- 本文抜粋:
========================================================================
このおはなしを読んだときは「面白いし、語りたい!」と思ったそうですが、時間が経つにつれ、また、覚え始めるとその気持ちが薄れてきてしまったそうです。しかし、最初に面白いを思ったときに気持ちを大切にして語ると、会話文は生き生きしてきますよ、とヤンさんよりアドバイスでした。

⑤ヘンゼルとグレーテル 『語るためのグリム童話1』/小峰書店

そのままのテキストでは長く、不要な部分が多く語りにくいためヤンさんが整理されたテキストに、さらに手を入れられました。

2回目にお父さんとお母さんがヘンゼルとグレーテルを捨てにいく話をしている場面で、『お父さんは、心が重くなりましたが、最初の時、お母さんのいいなりになったので、今度もそうするよりほかありませんでした。』と書かれていますが、昔話は内面を表しませんので、削除しましょう。

最後のお父さんとの再会の場面、喜び過ぎず語るほうが子ども達にはストーリーが届くので気を付けましょう。

「まま母」に関してはヤンさんが「昔話の解釈ー白雪姫」のブログで詳しく説明されているので、ぜひ参照にしてください。こちら⇒

☆ちいちゃい、ちいちゃい 『イギリスとアイルランドの昔話』/福音館書店(ヤンさんの語り)
========================================================================
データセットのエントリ

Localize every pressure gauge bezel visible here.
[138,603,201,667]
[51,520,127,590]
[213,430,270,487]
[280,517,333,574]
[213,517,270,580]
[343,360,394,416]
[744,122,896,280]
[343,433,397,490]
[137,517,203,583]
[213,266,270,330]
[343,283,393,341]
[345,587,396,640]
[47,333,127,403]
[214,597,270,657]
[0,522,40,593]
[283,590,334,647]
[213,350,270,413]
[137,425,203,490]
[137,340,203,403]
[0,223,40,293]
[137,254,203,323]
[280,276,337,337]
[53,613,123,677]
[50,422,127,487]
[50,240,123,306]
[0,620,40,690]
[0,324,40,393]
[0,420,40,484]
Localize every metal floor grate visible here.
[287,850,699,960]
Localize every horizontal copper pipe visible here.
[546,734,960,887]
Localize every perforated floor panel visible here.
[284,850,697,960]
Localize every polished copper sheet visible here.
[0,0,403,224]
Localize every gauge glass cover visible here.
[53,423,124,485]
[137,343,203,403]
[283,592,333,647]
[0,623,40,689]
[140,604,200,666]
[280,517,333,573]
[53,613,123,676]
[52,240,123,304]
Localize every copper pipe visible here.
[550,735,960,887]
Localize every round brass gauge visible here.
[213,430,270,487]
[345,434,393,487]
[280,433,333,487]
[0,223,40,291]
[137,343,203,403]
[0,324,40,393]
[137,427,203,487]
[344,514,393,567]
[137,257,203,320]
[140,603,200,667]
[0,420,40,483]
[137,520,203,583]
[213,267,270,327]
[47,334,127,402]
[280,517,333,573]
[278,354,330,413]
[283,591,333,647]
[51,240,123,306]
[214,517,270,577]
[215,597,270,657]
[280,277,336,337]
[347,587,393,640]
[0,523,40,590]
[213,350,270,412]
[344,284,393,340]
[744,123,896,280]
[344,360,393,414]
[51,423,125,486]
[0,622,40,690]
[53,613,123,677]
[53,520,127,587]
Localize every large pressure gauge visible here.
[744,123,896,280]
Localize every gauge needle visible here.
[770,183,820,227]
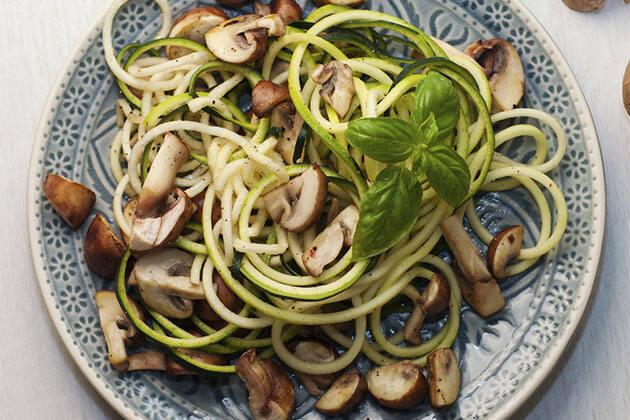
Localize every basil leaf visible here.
[421,144,470,207]
[352,166,422,261]
[346,117,416,163]
[411,72,459,140]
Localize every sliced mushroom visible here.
[403,273,451,345]
[271,0,302,25]
[302,205,359,277]
[313,0,365,7]
[166,349,228,376]
[94,290,144,372]
[254,0,274,17]
[262,165,328,232]
[466,38,525,113]
[44,173,96,230]
[289,338,339,397]
[127,351,166,372]
[166,6,228,60]
[130,248,206,319]
[129,189,196,252]
[486,226,525,280]
[455,270,505,318]
[440,214,493,284]
[195,271,244,322]
[311,60,354,118]
[427,348,462,408]
[365,360,427,410]
[235,349,295,420]
[562,0,608,12]
[621,61,630,115]
[315,368,367,417]
[252,80,289,118]
[83,213,125,280]
[269,101,304,165]
[135,133,189,218]
[206,14,285,64]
========================================================================
- 読解の応用:
1. 本文抜粋で、2回目に子どもを捨てにいく話をしている場面を説明した箇所に登場する人物をすべて挙げてください。
2. 本文抜粋によると、お父さんとの再会の場面はどのように語るよう勧められていますか。
3. 本文抜粋の、語りの講座での助言をまとめた文章を、最後の行の続きから書き進めてください。
エントリは本文抜粋とは別の資料です。

- 解答例:
1. お父さん、お母さん、ヘンゼル、グレーテル

2. 喜び過ぎずに語るよう勧められています。そのほうが子ども達にストーリーが届くためです。

3.
小学校のおはなし会で語る予定にしている私にとって、聞けてラッキーでした。最後はどうなるか分かっているのに、いつ聞いてもドキドキして、楽しいです(笑)

我が子の中学校と小学校の卒業式にいってきたのですが、どちらも今までとは違った形での開催でした。中学校は保護者は一人だけの参加(ユーチューブで式の様子を配信)、在校生不在、合唱はなく、来賓も一人だけ、式辞や挨拶には「コロナ」という言葉が何度も出てきました。式が終わっても保護者は教室に行けず、クラスでの写真撮影がないなど、寂しい感じでしたが、これも仕方ありませんね。

さあ、気持ちを切り替えて、新年度です!4月から7月までは毎月のクラス&語法の勉強会がありますので、どんどん新しいおはなしに挑戦したいと思います。

4 thoughts on “3月度 中級クラス

  1. ジェニィさん、報告をありがとうございます。
    たいへんだったんですね!
    公私ともにお忙しくって、体が悲鳴をあげたのかもしれない。ご無理のないように、ぼちぼちやってくださいね(●’◡’●)

    卒業式、去年・今年と続けて縮小でしたね。
    親としては寂しいだろうけれど、子どもは、考えることも多くて、しっかりするだろうね。新しい世界を生きてるんですね。

    テキストに手を入れるのはなぜかということなんだけど。
    読んで面白い文章でも、語りとしては面白いとは限らない。耳で聞いて理解できる(=イメージできる)ような文章が、語りのテキストとして求められるのです。
    このテキストに手を入れるという作業は、語る経験を積まなければ、なかなかできるものではありません。中級なりたてのかたは、まずは先輩やわたしの例から学んでくださいね。

    それと、この日に時間切れで、説明が中途半端になったこと、書きますね。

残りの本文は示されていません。